* **TASK PROMPT**
Exactly reproduce the lines from the line that has "Question. Identify every instance of the purple" down to the last line of the entries, inclusive.

* **EXERCISE MATERIAL**
========================
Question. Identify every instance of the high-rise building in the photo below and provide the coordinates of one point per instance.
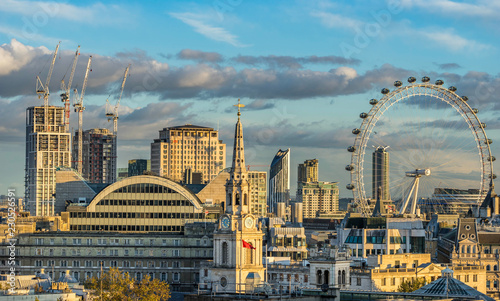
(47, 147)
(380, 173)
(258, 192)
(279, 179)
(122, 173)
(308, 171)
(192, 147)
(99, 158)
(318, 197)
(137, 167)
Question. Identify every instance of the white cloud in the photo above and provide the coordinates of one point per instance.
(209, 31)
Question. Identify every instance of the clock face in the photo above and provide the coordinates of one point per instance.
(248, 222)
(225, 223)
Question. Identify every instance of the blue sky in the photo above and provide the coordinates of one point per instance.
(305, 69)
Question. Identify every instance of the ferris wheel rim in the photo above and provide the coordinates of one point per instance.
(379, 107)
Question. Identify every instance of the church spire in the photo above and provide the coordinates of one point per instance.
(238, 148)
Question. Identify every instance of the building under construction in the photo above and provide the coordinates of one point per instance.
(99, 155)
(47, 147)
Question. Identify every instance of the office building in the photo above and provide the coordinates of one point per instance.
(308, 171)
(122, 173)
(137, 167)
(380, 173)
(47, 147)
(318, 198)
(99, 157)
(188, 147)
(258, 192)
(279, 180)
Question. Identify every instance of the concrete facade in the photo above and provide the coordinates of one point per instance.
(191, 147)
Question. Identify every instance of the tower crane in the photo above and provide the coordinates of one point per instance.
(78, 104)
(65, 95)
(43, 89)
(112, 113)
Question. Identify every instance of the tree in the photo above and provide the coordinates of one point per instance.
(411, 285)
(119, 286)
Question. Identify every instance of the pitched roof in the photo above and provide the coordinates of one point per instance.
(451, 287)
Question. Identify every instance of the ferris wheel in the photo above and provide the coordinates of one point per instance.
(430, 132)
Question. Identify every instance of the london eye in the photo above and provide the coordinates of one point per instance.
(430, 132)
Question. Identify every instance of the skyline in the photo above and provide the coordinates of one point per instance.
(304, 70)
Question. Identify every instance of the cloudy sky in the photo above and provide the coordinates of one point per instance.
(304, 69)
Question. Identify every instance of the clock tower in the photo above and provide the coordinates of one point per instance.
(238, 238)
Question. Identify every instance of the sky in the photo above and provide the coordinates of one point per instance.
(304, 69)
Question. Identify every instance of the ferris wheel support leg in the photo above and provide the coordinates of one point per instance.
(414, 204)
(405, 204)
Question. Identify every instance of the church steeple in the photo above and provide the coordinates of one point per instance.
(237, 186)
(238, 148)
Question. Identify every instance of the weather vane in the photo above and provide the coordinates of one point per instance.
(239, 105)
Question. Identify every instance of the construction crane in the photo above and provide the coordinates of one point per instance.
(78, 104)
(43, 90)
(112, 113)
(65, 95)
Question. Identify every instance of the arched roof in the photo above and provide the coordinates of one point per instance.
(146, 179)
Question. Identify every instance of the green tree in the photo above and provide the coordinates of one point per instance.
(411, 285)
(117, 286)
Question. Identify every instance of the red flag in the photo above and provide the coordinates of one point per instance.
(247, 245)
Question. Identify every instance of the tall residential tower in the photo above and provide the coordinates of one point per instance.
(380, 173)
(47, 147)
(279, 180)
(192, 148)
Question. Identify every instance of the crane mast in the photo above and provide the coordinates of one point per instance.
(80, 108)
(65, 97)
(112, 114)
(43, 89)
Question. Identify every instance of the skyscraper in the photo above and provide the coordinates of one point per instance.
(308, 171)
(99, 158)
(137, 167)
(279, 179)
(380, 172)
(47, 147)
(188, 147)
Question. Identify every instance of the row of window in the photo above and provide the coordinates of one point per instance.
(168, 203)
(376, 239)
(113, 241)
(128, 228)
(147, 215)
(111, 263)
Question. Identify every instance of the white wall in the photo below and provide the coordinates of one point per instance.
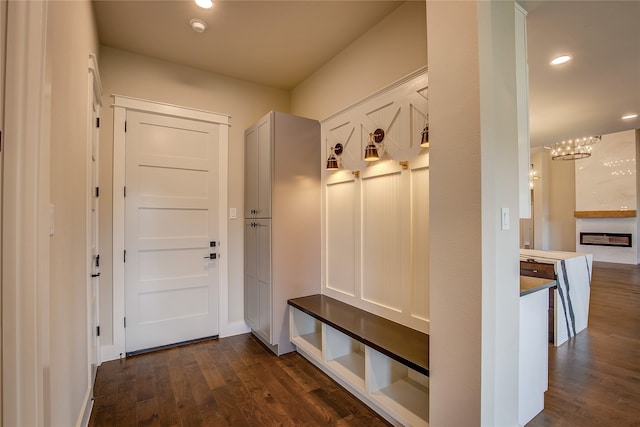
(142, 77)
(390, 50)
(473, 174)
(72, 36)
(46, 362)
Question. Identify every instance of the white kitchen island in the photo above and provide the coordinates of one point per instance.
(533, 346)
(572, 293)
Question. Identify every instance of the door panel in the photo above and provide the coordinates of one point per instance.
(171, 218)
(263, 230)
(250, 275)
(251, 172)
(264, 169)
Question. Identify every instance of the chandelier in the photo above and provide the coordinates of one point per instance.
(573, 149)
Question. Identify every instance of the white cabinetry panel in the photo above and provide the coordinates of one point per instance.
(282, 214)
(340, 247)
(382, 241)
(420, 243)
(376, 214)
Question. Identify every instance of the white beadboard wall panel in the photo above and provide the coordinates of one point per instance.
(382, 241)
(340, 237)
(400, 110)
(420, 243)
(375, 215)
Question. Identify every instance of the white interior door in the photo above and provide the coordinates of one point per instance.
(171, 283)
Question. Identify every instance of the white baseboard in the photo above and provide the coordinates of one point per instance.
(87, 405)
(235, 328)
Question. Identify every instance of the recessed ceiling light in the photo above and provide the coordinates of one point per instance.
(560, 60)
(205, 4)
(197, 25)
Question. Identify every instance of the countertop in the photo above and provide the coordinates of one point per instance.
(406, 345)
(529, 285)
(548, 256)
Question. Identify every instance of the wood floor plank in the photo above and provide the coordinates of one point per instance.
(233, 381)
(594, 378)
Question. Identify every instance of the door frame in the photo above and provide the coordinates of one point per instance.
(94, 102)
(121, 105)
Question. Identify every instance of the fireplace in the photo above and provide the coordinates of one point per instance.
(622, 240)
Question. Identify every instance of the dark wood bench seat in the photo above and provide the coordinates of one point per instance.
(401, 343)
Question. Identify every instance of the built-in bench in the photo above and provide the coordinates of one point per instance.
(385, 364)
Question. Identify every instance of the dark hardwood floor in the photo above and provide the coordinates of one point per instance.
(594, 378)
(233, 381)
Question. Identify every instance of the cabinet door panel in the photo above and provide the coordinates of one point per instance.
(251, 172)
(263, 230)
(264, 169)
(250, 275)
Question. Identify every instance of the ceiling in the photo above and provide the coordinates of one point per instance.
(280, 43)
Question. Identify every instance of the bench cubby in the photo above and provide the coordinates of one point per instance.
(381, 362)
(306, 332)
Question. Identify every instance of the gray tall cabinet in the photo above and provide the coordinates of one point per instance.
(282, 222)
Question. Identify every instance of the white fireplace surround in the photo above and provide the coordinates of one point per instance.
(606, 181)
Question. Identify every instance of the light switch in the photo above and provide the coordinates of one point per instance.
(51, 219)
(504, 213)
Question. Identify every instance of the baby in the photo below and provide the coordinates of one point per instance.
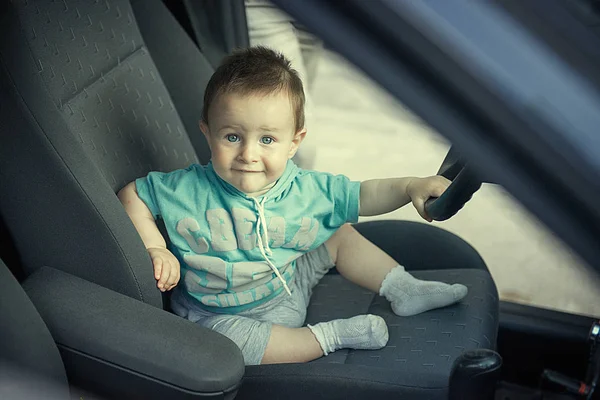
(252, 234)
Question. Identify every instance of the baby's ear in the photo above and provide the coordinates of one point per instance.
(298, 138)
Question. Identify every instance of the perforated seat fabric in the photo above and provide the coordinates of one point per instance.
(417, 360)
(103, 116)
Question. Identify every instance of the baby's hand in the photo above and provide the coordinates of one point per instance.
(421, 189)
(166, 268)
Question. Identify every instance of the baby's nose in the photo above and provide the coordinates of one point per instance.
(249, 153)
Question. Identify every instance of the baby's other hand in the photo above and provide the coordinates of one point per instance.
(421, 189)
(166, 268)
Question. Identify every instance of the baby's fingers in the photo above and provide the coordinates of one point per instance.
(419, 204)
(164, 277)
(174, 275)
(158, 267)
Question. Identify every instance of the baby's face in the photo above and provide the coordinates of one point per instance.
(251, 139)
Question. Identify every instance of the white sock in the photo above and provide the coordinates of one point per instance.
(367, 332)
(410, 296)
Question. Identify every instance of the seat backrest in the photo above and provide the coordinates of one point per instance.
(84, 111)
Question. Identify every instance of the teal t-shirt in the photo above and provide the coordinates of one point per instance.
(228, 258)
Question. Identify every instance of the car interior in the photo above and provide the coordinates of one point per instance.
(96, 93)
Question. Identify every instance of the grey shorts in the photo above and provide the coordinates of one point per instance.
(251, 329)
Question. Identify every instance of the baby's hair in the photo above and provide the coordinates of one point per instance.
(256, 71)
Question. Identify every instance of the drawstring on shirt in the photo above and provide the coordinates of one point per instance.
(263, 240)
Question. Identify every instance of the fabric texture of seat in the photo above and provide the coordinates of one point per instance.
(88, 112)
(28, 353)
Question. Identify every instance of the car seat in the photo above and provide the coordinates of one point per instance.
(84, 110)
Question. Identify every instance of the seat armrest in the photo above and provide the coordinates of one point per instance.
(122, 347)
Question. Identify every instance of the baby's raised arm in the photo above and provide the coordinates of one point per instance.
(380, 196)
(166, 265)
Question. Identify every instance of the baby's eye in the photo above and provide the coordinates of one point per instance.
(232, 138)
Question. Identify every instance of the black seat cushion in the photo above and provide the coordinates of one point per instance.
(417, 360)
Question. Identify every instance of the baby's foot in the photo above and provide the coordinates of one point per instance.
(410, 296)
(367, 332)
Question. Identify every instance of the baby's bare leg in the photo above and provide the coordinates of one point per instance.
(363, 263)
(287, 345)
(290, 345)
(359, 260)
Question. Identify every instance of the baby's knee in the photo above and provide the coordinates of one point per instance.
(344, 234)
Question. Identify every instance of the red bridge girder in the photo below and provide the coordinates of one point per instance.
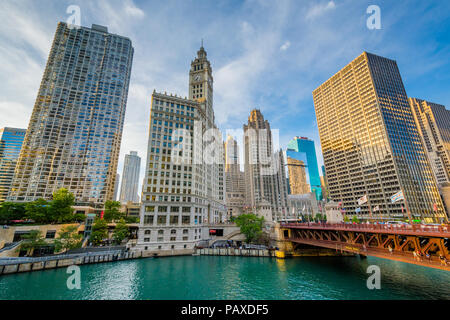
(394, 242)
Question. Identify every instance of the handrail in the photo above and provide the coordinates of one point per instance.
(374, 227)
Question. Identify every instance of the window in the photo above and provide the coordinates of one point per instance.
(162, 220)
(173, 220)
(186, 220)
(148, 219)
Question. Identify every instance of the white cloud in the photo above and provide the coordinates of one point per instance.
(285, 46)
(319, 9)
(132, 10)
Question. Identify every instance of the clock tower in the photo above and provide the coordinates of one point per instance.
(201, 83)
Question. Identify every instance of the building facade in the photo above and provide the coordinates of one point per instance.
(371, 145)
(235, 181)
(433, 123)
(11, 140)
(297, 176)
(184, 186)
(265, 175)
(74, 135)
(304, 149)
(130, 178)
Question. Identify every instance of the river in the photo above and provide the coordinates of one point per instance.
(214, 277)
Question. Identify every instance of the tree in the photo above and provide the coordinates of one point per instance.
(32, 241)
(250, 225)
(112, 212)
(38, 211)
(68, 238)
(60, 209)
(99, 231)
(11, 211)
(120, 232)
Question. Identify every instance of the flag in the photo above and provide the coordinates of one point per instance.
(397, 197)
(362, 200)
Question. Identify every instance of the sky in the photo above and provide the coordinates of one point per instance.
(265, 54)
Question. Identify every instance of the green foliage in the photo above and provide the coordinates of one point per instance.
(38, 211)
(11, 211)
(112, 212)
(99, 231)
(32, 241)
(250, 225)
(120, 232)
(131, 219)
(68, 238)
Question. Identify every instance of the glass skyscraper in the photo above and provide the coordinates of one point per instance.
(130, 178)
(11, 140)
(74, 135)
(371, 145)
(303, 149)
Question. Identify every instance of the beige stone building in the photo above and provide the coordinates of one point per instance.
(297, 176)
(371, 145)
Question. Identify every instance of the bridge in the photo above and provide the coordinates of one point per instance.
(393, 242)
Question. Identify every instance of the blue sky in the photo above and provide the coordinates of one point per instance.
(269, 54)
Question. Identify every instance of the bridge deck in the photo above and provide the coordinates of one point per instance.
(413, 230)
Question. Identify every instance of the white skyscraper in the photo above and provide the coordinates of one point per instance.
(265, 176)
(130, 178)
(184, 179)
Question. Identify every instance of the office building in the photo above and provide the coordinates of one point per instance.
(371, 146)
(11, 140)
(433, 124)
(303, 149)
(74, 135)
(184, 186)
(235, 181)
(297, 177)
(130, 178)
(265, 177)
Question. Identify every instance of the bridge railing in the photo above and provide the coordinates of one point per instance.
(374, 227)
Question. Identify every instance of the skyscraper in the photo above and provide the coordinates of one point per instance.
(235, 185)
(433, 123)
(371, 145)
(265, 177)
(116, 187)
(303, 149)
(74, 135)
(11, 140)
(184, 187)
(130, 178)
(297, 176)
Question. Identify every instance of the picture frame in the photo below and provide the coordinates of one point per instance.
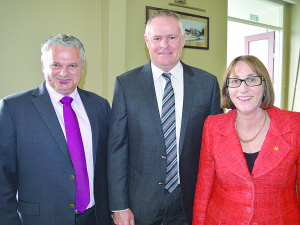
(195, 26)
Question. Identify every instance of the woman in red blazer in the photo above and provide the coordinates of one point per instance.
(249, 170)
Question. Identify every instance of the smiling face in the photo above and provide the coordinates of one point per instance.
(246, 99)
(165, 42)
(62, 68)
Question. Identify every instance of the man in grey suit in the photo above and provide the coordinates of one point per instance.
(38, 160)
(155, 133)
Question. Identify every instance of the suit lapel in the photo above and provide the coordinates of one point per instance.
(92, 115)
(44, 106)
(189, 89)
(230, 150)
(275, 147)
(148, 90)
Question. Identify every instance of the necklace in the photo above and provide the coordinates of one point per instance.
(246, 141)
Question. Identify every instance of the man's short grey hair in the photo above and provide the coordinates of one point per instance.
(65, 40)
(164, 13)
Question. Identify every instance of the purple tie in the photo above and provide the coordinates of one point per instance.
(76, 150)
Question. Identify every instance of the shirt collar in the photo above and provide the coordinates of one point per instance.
========================
* **OUTPUT**
Question. Identify every instance of the purple tie in the photo above and provide the coordinates of one point per instance.
(76, 150)
Question. Identify every instance of the shirt collar in the photo above and provide the coordinates of one point per instance.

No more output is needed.